__Task brief__.
Extract the lines of the listing below, from the line containing "Q: I need the bounding box for the haze over mountains." through the line containing "[398,200,418,239]", and reproduce them verbatim.

__Input data__.
☆ ☆ ☆ ☆ ☆

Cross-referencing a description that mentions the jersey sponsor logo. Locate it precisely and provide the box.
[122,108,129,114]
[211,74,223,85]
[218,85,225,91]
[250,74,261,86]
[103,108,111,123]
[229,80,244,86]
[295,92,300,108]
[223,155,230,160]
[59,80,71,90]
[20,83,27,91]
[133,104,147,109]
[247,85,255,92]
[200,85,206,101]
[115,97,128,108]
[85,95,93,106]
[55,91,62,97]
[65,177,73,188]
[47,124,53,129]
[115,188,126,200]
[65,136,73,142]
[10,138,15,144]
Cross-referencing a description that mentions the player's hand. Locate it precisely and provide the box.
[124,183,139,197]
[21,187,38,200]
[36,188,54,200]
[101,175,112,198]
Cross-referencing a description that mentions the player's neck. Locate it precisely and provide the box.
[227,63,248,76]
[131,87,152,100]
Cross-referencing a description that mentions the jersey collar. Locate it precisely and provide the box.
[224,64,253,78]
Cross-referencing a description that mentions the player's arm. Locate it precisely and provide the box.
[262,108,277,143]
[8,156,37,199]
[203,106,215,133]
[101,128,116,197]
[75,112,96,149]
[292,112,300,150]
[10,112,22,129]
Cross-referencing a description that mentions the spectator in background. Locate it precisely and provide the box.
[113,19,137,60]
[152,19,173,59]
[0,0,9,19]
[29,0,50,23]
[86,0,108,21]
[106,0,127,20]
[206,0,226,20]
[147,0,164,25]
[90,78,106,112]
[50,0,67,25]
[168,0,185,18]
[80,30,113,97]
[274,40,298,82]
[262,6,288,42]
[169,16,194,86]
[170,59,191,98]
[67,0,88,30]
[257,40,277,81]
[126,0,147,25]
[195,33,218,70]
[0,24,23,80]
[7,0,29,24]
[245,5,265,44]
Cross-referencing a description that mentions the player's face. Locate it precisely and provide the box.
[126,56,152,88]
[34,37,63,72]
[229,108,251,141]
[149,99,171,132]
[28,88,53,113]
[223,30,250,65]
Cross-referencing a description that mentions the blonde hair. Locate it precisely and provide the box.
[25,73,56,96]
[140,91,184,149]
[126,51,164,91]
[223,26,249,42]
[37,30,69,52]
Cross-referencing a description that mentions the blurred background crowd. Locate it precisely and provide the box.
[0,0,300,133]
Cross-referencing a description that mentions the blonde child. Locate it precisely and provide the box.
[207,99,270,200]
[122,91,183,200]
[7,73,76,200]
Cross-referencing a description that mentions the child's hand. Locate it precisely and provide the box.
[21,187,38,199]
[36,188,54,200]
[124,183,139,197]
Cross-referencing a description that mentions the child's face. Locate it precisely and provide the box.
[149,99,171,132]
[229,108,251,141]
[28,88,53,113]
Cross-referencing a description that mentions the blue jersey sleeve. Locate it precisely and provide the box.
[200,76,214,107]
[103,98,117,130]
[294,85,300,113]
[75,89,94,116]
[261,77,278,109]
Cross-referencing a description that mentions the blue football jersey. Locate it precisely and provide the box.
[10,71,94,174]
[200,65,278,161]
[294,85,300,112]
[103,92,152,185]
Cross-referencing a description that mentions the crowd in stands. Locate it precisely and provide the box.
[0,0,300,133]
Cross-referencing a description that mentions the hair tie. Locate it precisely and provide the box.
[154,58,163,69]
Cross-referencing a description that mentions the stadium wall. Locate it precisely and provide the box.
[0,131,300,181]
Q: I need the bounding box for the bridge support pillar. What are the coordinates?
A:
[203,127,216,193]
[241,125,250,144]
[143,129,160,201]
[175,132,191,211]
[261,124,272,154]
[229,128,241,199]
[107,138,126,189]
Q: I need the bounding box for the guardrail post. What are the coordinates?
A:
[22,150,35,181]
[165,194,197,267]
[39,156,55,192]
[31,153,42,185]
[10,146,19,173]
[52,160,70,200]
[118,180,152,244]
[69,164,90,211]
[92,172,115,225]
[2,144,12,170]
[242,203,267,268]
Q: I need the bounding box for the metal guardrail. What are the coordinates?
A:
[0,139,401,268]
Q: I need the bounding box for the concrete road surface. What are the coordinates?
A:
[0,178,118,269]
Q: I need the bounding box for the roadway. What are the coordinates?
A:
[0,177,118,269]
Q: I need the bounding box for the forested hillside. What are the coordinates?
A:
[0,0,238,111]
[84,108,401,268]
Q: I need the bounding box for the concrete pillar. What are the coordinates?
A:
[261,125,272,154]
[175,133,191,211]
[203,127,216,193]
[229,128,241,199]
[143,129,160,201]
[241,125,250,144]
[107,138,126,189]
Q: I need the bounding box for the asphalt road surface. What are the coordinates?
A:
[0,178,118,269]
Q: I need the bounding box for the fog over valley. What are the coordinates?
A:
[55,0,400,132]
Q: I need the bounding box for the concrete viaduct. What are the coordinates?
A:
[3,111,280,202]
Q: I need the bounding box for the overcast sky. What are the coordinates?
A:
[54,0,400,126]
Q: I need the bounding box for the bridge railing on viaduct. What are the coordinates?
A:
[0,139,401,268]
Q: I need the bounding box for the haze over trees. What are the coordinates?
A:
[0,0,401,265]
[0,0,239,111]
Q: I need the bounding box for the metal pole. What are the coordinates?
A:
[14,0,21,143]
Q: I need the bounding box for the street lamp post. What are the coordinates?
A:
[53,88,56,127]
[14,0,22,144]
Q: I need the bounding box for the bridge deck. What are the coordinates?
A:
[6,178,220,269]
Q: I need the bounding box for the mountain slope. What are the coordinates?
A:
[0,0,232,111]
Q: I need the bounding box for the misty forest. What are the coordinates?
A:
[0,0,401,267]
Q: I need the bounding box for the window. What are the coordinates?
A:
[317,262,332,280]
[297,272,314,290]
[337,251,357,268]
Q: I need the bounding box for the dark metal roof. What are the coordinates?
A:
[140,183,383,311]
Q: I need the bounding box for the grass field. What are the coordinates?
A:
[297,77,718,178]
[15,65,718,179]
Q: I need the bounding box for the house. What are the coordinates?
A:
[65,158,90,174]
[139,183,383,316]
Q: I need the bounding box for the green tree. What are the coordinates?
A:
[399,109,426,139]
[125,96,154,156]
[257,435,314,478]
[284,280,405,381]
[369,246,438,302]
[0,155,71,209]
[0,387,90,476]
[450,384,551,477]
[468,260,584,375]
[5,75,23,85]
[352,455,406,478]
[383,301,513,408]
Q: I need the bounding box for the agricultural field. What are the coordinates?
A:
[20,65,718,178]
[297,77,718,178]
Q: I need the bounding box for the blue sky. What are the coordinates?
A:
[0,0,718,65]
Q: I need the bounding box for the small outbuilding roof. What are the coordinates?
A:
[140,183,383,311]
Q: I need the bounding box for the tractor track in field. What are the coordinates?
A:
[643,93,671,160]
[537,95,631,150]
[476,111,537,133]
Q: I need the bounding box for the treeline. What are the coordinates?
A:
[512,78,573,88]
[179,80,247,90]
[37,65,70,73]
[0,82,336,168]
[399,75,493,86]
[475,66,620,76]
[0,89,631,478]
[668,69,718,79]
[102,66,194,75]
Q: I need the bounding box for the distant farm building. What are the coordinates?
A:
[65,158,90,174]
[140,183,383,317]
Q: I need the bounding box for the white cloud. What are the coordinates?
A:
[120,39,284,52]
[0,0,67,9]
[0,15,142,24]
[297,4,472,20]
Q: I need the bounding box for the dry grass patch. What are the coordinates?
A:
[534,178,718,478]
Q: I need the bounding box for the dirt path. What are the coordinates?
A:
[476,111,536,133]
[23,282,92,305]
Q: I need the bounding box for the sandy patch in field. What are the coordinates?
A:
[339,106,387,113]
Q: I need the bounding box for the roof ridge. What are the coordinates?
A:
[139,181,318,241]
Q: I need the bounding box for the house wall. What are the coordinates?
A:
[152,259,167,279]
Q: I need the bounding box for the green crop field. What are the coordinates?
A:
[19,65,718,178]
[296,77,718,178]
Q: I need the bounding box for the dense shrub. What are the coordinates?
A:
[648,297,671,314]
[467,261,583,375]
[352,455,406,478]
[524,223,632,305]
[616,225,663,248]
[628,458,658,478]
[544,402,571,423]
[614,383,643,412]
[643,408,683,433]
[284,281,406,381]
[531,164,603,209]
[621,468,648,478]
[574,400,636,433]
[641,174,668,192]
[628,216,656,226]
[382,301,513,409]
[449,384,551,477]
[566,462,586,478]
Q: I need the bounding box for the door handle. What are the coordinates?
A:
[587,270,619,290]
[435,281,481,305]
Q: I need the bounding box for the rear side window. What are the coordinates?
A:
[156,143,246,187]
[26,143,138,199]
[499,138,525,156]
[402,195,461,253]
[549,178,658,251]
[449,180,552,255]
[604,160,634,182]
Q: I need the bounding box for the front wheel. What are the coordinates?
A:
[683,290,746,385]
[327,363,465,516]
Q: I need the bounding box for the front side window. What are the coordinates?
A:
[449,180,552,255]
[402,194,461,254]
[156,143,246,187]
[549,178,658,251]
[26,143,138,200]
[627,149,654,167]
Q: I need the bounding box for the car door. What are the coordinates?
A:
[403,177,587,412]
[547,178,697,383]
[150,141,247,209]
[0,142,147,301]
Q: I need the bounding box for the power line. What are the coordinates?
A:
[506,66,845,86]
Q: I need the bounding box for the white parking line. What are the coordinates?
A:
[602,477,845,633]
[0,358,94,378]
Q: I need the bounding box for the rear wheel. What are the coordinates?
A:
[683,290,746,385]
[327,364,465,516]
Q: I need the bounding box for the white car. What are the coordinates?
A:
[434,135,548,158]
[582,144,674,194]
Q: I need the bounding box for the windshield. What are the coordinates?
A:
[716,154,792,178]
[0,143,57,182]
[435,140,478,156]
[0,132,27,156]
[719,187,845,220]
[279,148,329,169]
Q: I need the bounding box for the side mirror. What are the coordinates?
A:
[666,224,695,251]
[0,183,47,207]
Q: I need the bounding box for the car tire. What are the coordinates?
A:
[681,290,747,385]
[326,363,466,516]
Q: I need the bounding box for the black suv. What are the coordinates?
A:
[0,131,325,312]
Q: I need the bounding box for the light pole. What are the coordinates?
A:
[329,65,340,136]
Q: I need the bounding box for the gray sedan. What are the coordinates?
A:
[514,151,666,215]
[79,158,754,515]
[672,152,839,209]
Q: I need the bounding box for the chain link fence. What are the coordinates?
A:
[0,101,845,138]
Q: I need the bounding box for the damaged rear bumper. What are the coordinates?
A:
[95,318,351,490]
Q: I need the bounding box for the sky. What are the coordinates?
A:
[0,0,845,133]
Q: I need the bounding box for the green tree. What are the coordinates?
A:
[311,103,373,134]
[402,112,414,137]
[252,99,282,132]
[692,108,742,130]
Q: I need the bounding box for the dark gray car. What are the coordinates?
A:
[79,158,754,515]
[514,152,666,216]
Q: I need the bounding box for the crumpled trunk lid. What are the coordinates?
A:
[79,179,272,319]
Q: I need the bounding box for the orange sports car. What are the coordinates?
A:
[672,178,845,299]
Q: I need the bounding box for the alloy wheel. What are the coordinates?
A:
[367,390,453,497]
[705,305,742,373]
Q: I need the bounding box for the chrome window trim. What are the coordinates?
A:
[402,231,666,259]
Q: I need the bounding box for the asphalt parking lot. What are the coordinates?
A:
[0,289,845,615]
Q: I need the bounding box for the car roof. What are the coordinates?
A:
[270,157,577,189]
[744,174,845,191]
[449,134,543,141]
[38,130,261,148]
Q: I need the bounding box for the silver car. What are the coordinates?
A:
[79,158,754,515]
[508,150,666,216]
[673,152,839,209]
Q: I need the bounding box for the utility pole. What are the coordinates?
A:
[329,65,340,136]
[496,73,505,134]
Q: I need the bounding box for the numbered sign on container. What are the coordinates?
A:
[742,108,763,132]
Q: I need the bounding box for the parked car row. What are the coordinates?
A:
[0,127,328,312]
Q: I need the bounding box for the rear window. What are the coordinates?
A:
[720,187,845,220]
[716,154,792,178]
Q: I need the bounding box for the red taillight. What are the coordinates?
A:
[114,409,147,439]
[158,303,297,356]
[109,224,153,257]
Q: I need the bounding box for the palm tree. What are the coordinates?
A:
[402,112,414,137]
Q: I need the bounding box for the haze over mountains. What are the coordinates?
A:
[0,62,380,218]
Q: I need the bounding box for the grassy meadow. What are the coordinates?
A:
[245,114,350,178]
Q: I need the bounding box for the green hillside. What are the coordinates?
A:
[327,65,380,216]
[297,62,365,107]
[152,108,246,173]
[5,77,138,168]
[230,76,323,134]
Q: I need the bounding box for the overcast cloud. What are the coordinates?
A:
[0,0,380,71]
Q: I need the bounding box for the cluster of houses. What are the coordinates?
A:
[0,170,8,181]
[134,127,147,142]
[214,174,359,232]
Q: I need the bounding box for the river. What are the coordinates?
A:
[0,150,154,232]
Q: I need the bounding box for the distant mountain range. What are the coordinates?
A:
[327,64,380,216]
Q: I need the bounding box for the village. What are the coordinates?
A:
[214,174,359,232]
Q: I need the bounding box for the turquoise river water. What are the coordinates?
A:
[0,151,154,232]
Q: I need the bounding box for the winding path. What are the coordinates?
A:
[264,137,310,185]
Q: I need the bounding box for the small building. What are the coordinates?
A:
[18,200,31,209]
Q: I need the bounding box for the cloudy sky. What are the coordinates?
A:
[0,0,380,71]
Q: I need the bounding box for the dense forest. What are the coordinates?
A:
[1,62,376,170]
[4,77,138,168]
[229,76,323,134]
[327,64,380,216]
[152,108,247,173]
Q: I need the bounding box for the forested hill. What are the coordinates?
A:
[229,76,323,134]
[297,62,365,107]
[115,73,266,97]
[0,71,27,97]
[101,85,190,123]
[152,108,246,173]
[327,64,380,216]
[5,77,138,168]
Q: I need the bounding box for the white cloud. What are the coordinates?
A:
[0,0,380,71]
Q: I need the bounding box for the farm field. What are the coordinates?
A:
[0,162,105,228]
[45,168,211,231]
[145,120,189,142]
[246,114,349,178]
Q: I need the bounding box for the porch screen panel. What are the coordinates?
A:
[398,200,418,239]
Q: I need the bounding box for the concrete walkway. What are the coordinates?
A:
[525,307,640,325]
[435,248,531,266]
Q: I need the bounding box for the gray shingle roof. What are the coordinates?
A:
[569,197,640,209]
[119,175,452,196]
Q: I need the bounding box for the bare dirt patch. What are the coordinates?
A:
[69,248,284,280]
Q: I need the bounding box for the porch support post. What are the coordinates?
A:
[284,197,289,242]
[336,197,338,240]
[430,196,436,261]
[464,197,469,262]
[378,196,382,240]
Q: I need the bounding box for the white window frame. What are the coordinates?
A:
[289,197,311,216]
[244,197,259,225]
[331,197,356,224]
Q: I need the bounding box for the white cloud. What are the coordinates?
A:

☆ ☆ ☆ ☆ ☆

__The response__.
Q: I need the bounding box for the haze over mountains. What are the coordinates?
A:
[0,62,380,218]
Q: I need the bounding box for the grassy meadow. What are the coordinates?
A:
[245,114,350,178]
Q: I need the bounding box for the green hillside. What are the coordinates?
A:
[327,65,380,216]
[297,62,365,107]
[152,108,246,173]
[5,77,138,168]
[230,76,323,134]
Q: I need the bounding box for the overcast cloud. What are the coordinates?
A:
[0,0,380,71]
Q: I need the bounding box for the cluster of houses. What are the coordinates?
A:
[0,170,8,181]
[134,127,147,142]
[214,174,359,232]
Q: I need the bounding box for the river. What are the coordinates?
A:
[0,150,154,232]
Q: I need the bounding box for the distant mountain range. What are the coordinates?
A:
[327,64,380,216]
Q: I need the bounding box for the village. What are the coordinates?
A:
[214,174,359,232]
Q: I need the bounding box for the turquoise river water. What are the coordinates?
A:
[0,151,154,232]
Q: I need the bounding box for the winding path. What are the coordinates?
A:
[264,137,310,185]
Q: I need the bounding box for the small building. What are the coordinates?
A:
[18,200,31,209]
Q: I need the bounding box for the cloudy sky. What are the coordinates?
A:
[0,0,380,71]
Q: I need the bounding box for the dense forest. What are the coordinates?
A:
[1,62,376,170]
[4,77,138,168]
[229,76,323,134]
[327,64,380,216]
[152,108,247,173]
Q: I need the bounding box for the forested hill. What are the coordinates?
A:
[229,76,323,134]
[297,62,365,107]
[115,73,266,97]
[0,71,27,97]
[101,85,190,123]
[152,108,246,173]
[327,64,380,216]
[5,77,138,168]
Q: I need the bounding box for the white cloud. What are the coordinates?
A:
[0,0,380,71]
Q: I need the bounding box for the farm field. What are the coordinates?
A:
[0,162,105,228]
[45,168,211,231]
[145,120,189,142]
[246,114,349,178]
Q: I need the bounding box for the porch screen panel. What are the coordinates?
A:
[398,200,418,239]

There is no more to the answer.